Produce an exact copy of the lines from the line that contains "Can you see the white sign" to the end of the listing below.
* Begin Records for this exercise *
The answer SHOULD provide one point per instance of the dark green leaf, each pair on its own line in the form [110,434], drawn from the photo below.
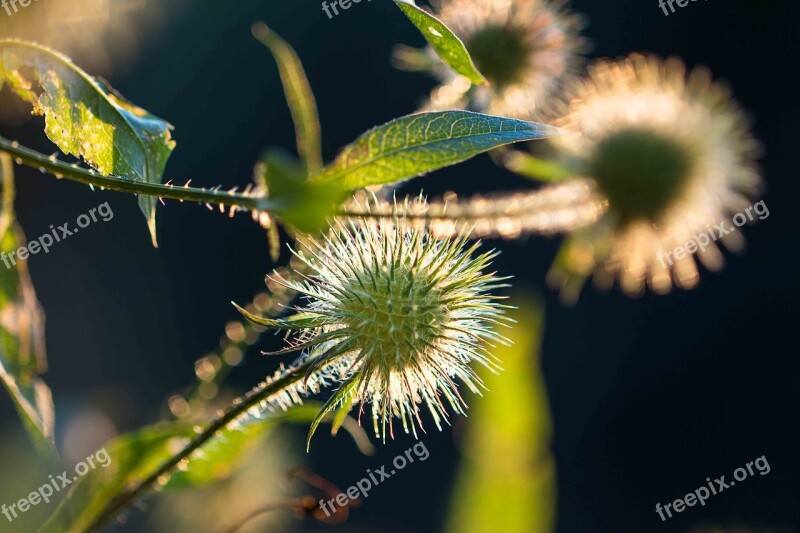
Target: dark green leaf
[446,44]
[417,144]
[87,119]
[303,204]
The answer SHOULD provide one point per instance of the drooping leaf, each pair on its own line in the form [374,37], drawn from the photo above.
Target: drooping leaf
[22,353]
[87,119]
[507,478]
[304,204]
[299,96]
[446,44]
[417,144]
[135,456]
[294,322]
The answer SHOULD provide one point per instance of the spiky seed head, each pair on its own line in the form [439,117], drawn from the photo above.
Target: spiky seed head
[397,317]
[526,49]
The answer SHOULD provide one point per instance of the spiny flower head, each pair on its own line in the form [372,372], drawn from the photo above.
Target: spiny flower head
[669,154]
[526,49]
[397,317]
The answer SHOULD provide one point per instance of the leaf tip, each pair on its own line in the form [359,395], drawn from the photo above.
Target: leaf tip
[260,30]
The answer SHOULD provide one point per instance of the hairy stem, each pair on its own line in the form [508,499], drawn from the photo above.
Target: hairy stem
[236,410]
[31,158]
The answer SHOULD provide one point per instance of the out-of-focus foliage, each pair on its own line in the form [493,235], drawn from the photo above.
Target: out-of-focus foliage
[259,482]
[507,479]
[22,354]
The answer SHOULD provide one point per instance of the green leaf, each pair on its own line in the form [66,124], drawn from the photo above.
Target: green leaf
[446,44]
[303,204]
[299,96]
[87,119]
[22,353]
[507,477]
[417,144]
[135,456]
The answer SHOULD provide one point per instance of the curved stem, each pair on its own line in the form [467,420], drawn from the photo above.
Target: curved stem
[235,411]
[50,164]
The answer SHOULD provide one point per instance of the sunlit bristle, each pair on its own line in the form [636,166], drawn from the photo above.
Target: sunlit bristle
[672,155]
[527,50]
[399,317]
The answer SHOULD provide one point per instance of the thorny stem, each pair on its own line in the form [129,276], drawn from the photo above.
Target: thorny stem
[73,172]
[236,410]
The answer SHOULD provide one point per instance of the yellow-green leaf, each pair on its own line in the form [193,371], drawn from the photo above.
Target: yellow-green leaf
[22,353]
[417,144]
[87,119]
[299,96]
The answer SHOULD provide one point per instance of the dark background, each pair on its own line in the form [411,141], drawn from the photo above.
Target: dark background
[649,396]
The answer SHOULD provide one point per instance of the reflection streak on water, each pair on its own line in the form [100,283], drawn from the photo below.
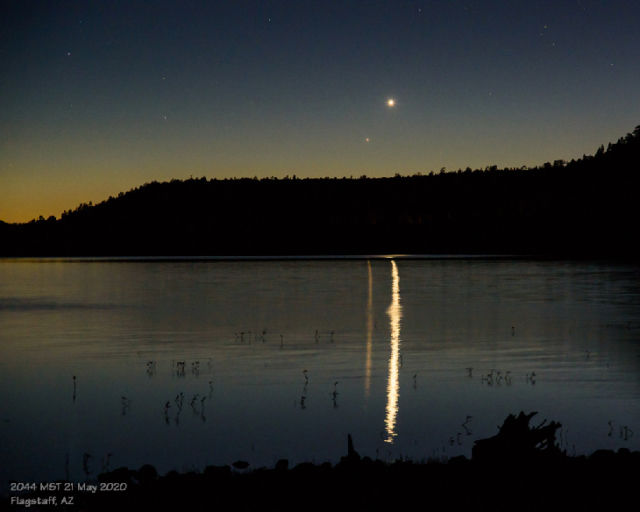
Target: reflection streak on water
[367,379]
[393,385]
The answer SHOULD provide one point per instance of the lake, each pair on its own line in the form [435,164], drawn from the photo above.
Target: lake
[180,364]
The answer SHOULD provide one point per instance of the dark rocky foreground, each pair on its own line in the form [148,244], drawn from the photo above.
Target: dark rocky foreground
[521,468]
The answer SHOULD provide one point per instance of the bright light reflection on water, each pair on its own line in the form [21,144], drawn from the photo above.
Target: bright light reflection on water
[393,382]
[182,364]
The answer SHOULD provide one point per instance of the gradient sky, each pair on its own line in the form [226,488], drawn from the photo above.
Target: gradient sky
[99,97]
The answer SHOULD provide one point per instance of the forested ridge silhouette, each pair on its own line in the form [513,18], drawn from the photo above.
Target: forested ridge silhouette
[585,207]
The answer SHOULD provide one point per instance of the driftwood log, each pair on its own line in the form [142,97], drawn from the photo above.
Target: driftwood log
[517,441]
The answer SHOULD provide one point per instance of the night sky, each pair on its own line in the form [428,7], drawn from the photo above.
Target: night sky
[99,97]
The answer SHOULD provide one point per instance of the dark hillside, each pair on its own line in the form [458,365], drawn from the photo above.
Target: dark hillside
[587,207]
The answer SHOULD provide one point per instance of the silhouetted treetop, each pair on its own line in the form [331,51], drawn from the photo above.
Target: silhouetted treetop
[581,207]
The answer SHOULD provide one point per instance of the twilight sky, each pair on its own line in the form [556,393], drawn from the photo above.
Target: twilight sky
[97,97]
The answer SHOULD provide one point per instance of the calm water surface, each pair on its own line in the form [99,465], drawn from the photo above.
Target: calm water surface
[182,364]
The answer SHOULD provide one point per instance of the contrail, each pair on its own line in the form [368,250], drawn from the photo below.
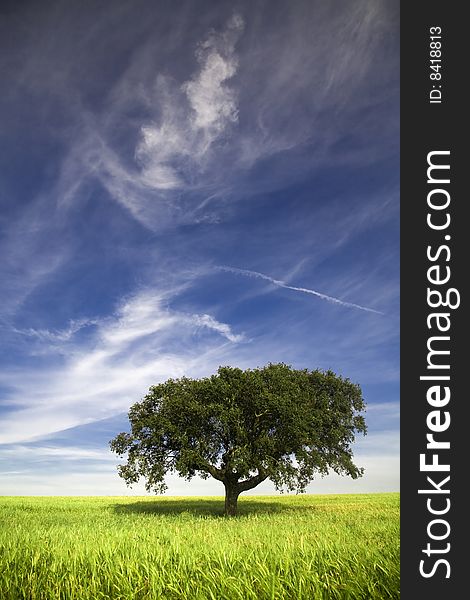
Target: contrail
[283,284]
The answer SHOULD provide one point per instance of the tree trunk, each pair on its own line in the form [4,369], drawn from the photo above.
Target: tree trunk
[231,498]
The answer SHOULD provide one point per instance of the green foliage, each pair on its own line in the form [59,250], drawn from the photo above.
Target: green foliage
[242,427]
[305,547]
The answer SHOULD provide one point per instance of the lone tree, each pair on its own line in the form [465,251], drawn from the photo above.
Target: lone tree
[242,427]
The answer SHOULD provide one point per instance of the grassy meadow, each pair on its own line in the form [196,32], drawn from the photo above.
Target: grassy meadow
[293,547]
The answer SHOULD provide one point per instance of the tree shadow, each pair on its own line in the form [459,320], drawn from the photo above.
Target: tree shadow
[202,507]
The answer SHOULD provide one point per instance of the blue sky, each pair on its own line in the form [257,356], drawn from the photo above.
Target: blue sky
[186,185]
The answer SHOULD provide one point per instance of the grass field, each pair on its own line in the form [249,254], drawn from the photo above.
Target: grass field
[302,547]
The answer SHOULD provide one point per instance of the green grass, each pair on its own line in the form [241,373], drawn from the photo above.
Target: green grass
[302,547]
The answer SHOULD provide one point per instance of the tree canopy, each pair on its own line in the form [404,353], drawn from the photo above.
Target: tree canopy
[243,427]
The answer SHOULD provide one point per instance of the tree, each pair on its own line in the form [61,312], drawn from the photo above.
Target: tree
[243,427]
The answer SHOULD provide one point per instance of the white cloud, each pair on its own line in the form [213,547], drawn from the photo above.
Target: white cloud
[285,285]
[171,150]
[143,343]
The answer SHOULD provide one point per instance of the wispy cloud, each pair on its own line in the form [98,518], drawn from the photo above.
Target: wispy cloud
[143,342]
[285,285]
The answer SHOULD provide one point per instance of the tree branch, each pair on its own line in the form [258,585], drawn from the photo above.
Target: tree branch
[215,472]
[252,482]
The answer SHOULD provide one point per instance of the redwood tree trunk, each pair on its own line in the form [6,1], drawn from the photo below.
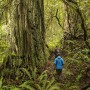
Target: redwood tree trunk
[28,30]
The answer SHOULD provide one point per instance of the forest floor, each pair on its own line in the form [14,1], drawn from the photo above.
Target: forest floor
[75,74]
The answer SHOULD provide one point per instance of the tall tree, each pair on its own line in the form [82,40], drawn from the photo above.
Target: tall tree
[27,30]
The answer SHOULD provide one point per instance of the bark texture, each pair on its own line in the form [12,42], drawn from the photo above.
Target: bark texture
[28,31]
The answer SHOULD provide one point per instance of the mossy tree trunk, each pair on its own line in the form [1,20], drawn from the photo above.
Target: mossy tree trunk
[28,31]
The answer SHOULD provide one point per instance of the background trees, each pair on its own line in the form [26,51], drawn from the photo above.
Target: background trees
[27,27]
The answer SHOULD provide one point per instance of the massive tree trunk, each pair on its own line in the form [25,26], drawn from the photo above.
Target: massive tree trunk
[28,31]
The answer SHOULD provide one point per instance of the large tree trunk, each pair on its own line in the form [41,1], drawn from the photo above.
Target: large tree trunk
[28,30]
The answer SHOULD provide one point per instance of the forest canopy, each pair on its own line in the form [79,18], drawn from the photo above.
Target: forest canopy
[30,30]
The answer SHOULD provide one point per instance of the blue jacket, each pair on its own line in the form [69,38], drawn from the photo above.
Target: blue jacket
[59,62]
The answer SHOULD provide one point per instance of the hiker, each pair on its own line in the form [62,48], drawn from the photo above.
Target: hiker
[59,62]
[57,51]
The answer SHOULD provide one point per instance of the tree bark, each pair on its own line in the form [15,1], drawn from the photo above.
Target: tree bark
[28,30]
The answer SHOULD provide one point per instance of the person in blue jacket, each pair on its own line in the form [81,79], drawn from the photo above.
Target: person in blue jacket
[59,62]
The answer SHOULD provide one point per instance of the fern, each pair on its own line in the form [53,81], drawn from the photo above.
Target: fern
[1,81]
[27,87]
[43,75]
[54,88]
[33,72]
[26,72]
[50,83]
[38,87]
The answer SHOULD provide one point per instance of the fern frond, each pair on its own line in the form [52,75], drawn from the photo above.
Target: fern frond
[54,88]
[50,83]
[43,75]
[38,87]
[26,72]
[34,72]
[1,81]
[27,87]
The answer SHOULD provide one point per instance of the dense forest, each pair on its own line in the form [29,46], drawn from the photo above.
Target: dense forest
[30,30]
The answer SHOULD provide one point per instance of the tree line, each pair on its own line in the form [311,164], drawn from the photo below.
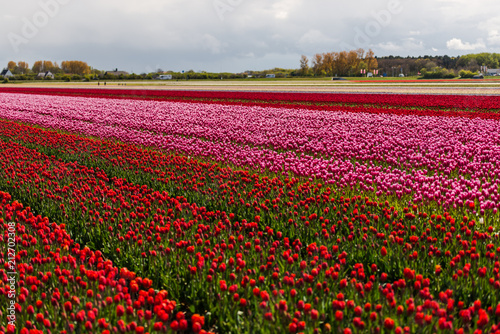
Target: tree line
[343,63]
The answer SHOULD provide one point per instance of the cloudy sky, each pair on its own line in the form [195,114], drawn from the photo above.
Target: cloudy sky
[238,35]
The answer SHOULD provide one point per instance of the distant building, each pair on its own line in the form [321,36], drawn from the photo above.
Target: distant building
[6,73]
[46,75]
[116,73]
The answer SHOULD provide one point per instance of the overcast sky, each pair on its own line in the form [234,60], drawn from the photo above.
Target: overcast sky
[238,35]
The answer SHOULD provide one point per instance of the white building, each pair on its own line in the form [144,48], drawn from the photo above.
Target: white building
[493,71]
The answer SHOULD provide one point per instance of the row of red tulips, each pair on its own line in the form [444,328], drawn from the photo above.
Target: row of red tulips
[63,287]
[268,254]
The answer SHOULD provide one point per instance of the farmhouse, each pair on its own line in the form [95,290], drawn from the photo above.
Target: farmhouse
[6,73]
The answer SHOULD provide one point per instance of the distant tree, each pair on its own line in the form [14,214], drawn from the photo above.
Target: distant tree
[371,61]
[23,67]
[37,66]
[317,64]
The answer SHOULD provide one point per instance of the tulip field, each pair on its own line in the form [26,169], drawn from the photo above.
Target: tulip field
[129,211]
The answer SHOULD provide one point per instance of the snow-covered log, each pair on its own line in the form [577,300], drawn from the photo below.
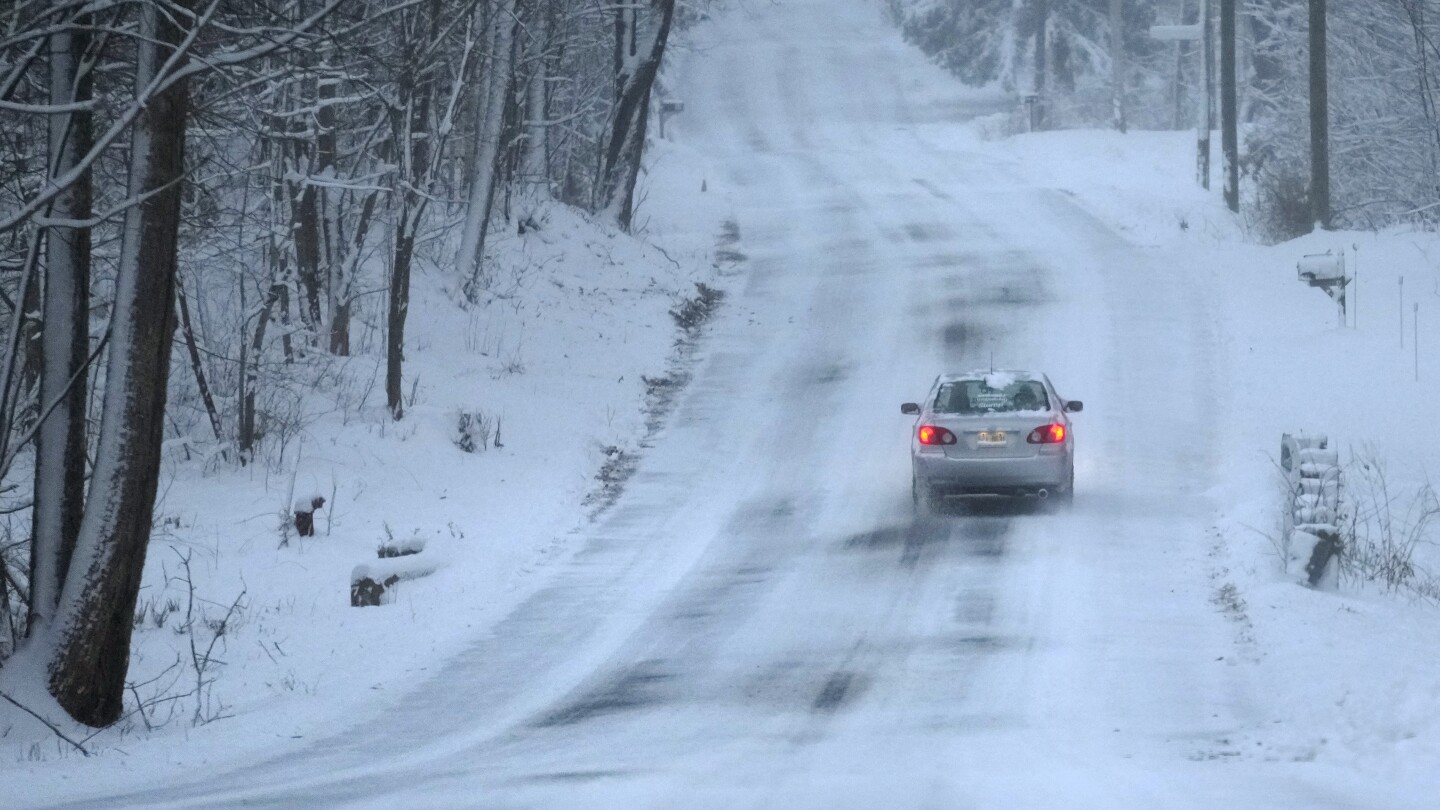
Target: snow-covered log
[372,582]
[1312,513]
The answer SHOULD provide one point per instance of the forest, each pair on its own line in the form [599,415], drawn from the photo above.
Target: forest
[1383,68]
[203,203]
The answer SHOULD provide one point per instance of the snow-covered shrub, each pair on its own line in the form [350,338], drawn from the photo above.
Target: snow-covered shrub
[1388,531]
[691,313]
[474,431]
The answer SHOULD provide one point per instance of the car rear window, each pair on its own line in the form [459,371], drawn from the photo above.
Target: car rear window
[975,397]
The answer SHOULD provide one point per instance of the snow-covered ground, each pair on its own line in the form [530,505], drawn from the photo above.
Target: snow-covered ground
[759,620]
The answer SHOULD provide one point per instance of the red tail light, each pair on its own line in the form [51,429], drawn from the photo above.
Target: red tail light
[1049,434]
[935,434]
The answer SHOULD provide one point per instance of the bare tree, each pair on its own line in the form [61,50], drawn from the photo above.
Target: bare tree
[640,45]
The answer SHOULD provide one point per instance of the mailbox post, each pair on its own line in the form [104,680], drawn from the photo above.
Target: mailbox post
[1326,271]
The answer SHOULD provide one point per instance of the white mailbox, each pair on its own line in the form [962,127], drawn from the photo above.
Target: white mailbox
[1326,271]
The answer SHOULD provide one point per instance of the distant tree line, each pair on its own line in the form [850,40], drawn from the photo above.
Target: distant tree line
[203,203]
[1384,69]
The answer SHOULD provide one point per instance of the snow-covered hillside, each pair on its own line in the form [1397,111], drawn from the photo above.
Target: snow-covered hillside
[759,619]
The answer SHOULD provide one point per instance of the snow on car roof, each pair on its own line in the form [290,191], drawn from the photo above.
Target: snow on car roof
[991,376]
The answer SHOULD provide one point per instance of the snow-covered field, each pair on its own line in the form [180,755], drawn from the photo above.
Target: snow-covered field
[1151,647]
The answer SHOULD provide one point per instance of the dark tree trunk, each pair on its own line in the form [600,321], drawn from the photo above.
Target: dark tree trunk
[395,326]
[637,64]
[198,363]
[251,374]
[91,655]
[1319,120]
[1266,68]
[1229,108]
[59,473]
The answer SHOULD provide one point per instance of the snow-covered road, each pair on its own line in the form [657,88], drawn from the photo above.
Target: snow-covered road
[761,620]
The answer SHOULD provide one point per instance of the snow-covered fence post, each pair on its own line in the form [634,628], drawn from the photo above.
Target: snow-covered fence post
[1312,516]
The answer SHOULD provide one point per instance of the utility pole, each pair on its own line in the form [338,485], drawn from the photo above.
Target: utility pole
[1118,62]
[1207,61]
[1200,35]
[1229,128]
[1041,68]
[1319,121]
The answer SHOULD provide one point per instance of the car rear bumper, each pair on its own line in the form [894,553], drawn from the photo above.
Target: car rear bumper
[994,476]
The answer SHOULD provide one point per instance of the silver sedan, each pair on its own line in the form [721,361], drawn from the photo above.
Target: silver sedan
[992,433]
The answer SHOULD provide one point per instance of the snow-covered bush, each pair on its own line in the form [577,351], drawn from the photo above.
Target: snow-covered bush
[474,431]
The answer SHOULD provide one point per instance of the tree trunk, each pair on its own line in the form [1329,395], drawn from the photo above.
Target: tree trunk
[640,51]
[536,156]
[59,472]
[1319,121]
[399,309]
[1118,65]
[483,180]
[1229,127]
[198,363]
[92,627]
[251,374]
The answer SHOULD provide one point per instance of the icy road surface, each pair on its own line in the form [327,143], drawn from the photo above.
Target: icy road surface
[761,621]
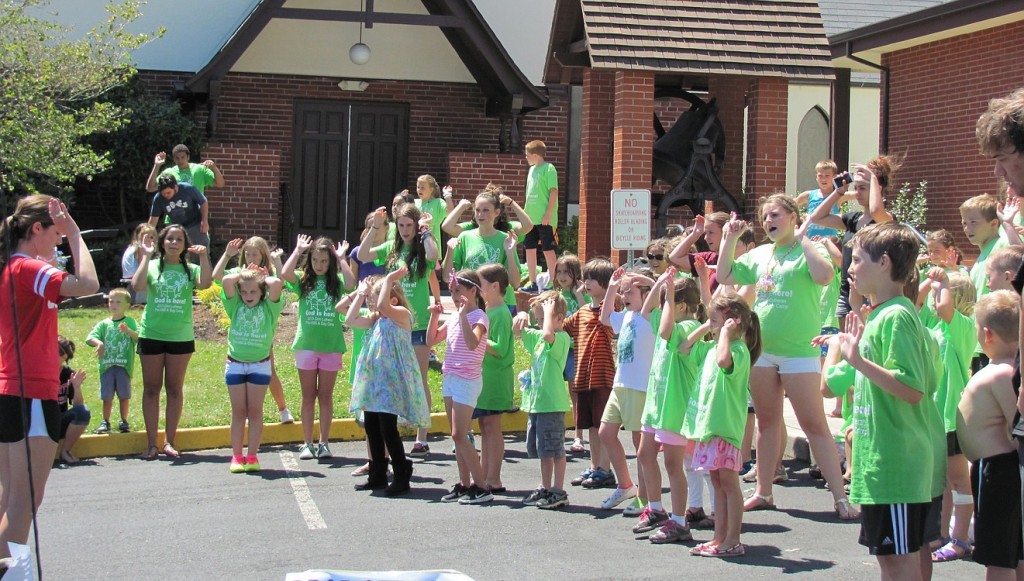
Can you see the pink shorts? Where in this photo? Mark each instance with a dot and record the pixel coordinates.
(312, 361)
(717, 454)
(666, 437)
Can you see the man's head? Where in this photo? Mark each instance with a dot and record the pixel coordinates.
(1000, 136)
(167, 184)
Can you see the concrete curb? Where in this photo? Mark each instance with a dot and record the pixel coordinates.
(343, 429)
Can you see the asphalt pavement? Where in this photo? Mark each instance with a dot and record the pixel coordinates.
(125, 517)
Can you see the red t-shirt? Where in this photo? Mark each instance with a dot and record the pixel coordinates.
(37, 290)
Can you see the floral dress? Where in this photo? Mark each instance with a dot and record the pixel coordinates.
(387, 375)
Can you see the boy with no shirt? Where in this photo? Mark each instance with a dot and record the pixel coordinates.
(983, 424)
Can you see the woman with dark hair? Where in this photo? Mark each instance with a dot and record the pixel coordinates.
(166, 335)
(31, 287)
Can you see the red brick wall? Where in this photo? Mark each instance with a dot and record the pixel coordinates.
(937, 91)
(256, 115)
(766, 136)
(595, 162)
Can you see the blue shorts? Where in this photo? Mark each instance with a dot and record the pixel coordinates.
(239, 373)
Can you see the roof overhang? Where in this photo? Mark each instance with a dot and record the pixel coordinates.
(938, 23)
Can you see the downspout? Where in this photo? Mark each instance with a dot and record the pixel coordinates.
(885, 93)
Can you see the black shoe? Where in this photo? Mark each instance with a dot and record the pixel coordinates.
(399, 485)
(377, 476)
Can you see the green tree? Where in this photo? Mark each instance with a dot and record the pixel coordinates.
(50, 78)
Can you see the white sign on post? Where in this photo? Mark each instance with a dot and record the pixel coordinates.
(630, 219)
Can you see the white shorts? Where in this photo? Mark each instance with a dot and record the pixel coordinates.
(790, 365)
(465, 391)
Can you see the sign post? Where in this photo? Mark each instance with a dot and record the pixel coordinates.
(630, 220)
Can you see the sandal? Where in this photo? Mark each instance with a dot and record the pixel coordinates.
(948, 551)
(735, 550)
(701, 547)
(759, 502)
(845, 510)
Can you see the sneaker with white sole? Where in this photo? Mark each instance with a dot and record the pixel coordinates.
(619, 496)
(307, 452)
(650, 520)
(476, 495)
(635, 508)
(553, 499)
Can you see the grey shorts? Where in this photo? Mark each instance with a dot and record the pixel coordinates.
(546, 434)
(115, 380)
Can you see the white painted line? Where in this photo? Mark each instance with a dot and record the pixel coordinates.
(301, 491)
* End Records for this exercise *
The response:
Can you see the white sign on post? Where in this photo? Mark each instance with a dot and record the pixel coordinates.
(630, 219)
Can you see the white shorts? Where in this photo? Mark each instance with a dot and record the pixel coordinates.
(790, 365)
(465, 391)
Can you see the sign post? Where in this photo? Mark each instance with a dot and record the pixel coordinates.
(630, 220)
Can you see the sandal? Where in this photo? Mark each instance with a dot and record the pixel coordinates.
(948, 551)
(735, 550)
(701, 547)
(759, 502)
(845, 510)
Can you see the sneaker with white sole? Where in this photo? Mark each instance with a dot and record the pixel coordinates.
(619, 496)
(307, 452)
(650, 520)
(476, 495)
(635, 508)
(553, 499)
Can you see the grey shorts? Where in this photo? Mark each instance with a dot and record the pixel coordinates.
(546, 434)
(115, 380)
Can you see the white painted line? Where in this photo? Mark each instance with a dot and record the pixel coordinates.
(301, 491)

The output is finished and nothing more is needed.